### Exercise prompt
Produce a verbatim copy of the entries listed below.

Object point labels
* * *
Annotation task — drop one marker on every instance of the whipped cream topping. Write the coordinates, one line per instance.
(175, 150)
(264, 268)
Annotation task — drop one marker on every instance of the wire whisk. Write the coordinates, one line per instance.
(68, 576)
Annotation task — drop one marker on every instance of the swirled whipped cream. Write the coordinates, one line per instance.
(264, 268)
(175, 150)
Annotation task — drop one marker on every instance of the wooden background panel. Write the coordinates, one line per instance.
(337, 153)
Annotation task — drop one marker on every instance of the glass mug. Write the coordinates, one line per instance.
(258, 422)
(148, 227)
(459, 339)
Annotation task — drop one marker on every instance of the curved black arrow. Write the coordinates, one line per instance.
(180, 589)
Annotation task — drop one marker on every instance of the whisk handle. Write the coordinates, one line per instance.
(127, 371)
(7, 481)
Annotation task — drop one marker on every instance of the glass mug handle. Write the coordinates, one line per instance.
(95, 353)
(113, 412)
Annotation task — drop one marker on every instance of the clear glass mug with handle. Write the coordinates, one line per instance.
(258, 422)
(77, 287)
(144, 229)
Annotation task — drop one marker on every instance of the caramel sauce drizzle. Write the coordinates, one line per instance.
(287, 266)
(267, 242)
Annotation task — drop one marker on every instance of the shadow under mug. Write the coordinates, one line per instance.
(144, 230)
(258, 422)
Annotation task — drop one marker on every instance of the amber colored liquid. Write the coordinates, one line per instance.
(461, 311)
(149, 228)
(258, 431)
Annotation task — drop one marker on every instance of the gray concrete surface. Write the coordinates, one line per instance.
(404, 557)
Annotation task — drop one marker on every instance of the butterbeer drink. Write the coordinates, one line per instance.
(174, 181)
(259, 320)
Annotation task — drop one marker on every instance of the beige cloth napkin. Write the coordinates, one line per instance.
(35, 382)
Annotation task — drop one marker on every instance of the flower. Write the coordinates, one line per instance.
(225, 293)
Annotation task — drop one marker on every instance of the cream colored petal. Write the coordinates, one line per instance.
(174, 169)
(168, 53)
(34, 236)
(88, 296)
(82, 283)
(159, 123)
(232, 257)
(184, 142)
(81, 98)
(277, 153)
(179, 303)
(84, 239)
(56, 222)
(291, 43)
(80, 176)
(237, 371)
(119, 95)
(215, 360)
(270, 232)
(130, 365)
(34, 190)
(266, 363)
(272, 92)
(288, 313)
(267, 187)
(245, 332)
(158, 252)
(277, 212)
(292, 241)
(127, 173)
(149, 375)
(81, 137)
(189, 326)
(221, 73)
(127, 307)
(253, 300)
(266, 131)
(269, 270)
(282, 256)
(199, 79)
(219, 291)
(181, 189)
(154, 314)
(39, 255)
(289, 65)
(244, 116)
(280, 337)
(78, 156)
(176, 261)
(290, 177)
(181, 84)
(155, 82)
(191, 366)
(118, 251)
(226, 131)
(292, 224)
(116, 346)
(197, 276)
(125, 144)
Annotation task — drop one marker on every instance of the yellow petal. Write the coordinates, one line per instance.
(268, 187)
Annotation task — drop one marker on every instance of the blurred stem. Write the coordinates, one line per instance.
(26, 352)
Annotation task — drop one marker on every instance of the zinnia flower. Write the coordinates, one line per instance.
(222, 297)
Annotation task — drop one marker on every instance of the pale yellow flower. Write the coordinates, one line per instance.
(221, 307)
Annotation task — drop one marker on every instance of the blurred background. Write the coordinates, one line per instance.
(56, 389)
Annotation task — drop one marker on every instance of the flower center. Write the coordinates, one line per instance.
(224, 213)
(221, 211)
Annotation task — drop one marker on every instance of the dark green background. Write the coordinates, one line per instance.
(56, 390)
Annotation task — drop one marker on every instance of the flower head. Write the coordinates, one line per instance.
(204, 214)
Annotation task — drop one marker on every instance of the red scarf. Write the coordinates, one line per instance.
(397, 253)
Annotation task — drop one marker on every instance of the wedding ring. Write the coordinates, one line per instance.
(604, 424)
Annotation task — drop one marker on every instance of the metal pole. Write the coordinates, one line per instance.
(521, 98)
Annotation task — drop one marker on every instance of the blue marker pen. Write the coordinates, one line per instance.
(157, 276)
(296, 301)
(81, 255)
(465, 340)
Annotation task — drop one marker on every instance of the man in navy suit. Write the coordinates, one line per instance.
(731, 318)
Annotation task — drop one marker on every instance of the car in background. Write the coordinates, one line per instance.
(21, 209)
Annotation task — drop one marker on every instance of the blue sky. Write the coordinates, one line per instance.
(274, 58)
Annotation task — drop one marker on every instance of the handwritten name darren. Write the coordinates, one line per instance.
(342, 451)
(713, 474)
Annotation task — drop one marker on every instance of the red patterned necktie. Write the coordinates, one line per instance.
* * *
### Result
Annotation task — drop one marker on every instance of the whipped cream topping. Write the coordinates, one line per instance.
(175, 150)
(264, 268)
Annotation task — drop one marker on every instance of the wire whisk. Write the coordinates, one line per instance.
(68, 576)
Annotation task — drop one marker on every instance of the swirled whipped cream. Write the coordinates, one line per instance.
(264, 268)
(175, 150)
Annotation task — drop one marker on every instance of the wooden background panel. Write the coordinates, one line per instance.
(337, 153)
Annotation task — drop one marker on every instance of the glass mug. Write the coordinates, one line per instance.
(258, 422)
(148, 227)
(459, 339)
Annotation task — drop one marker on every instance of the curved black arrow. Write the coordinates, one line per instance.
(180, 589)
Annotation task — drop one marker on every instance of the whisk handle. Write the coordinates, one line per instance.
(127, 371)
(7, 481)
Annotation task — drop one marker on every instance of the glass mug handle. Write the coordinates, one line per instance.
(95, 353)
(113, 412)
Annotation task — drop one marker on every instance of the clear glass mug with handle. Write the coordinates, one line per instance.
(258, 422)
(77, 287)
(144, 229)
Annotation task — drop one marker on every instance of the caramel sauce drizzle. Write the coordinates, one line per instance.
(287, 266)
(267, 242)
Annotation task — drop one marker on every instance of the shadow under mug. Write the coordinates, one line per instance.
(144, 230)
(258, 422)
Annotation task — drop one marker on every instance of the amber colored liquid. Write the coordinates, one line per instance.
(461, 311)
(149, 228)
(258, 431)
Annotation task — drop one marker on every instance of the gray concrete surface. Write the coordinates, one line per instance.
(404, 557)
Annotation task — drop one marker on every instance of the butterbeer drink. Write the coordinates, one line per instance.
(174, 181)
(259, 320)
Annotation task — drop one marker on every instance of the beige cloth napkin. Write the coordinates, one line per instance.
(35, 382)
Annotation task — drop one marker on every instance of the flower. Write the coordinates, one line per instance.
(225, 293)
Annotation task — drop one marker on every instance of the cream colored petal. Write the coordinates, one line per instance.
(174, 169)
(168, 53)
(34, 236)
(88, 296)
(82, 283)
(159, 123)
(232, 257)
(184, 142)
(81, 98)
(277, 153)
(179, 303)
(84, 239)
(56, 222)
(291, 43)
(80, 176)
(237, 371)
(119, 95)
(215, 360)
(270, 232)
(130, 365)
(34, 190)
(266, 363)
(272, 92)
(288, 313)
(267, 187)
(245, 332)
(158, 252)
(277, 212)
(292, 241)
(127, 173)
(149, 375)
(81, 137)
(189, 326)
(221, 73)
(127, 307)
(253, 300)
(266, 131)
(269, 270)
(282, 256)
(199, 79)
(219, 291)
(181, 189)
(154, 314)
(39, 255)
(289, 65)
(244, 116)
(280, 337)
(78, 156)
(176, 261)
(290, 177)
(181, 84)
(155, 82)
(191, 366)
(118, 251)
(226, 131)
(292, 224)
(116, 346)
(197, 276)
(125, 144)
Annotation task — drop one marker on every instance of the yellow petal. Write the coordinates, one line per instance.
(268, 187)
Annotation task — drop one marker on every instance of the blurred stem. Write the coordinates, one line per instance.
(26, 352)
Annotation task — drop one marker on every instance of the zinnia flower. Write the coordinates, one line per instance.
(222, 297)
Annotation task — drop one marker on every instance of the pale yellow flower. Write the coordinates, one line per instance.
(221, 307)
Annotation task — drop one marker on every instance of the blurred background. Write the coordinates, one line per instance.
(56, 389)
Annotation task — drop one marker on every instance of the flower center. Write the coordinates, one line per instance.
(224, 213)
(221, 211)
Annotation task — drop one marker on every instance of the dark green background. Write the coordinates, one line per instance.
(56, 390)
Annotation task — drop one marker on every instance of the flower head. Write the coordinates, one line per instance.
(204, 214)
Annotation task — drop one marker on every instance of the red scarf. Write the coordinates, one line per instance.
(397, 253)
Annotation task — drop one marker on every instance of the wedding ring. Write the coordinates, one line per instance.
(604, 424)
Annotation task — drop one marker on every instance of the metal pole. Write the coordinates, one line per instance.
(521, 98)
Annotation task — drop one marker on every instance of the blue marker pen. Write the coordinates, one line per instance.
(157, 276)
(296, 301)
(81, 255)
(465, 340)
Annotation task — drop one marker on every instance of the man in navy suit. Write the coordinates, one line per instance.
(731, 318)
Annotation task — drop one marker on every instance of the car in background. Write the coordinates, one line per instance.
(21, 209)
Annotation task — drop one marker on every instance of the blue sky. Write the coordinates, one line per instance.
(274, 58)
Annotation task — drop one marker on every instance of the handwritten name darren. Write the coordinates, one line per instance.
(342, 451)
(713, 474)
Annotation task — drop one marker on every instance of the red patterned necktie. Write the coordinates, one line per instance.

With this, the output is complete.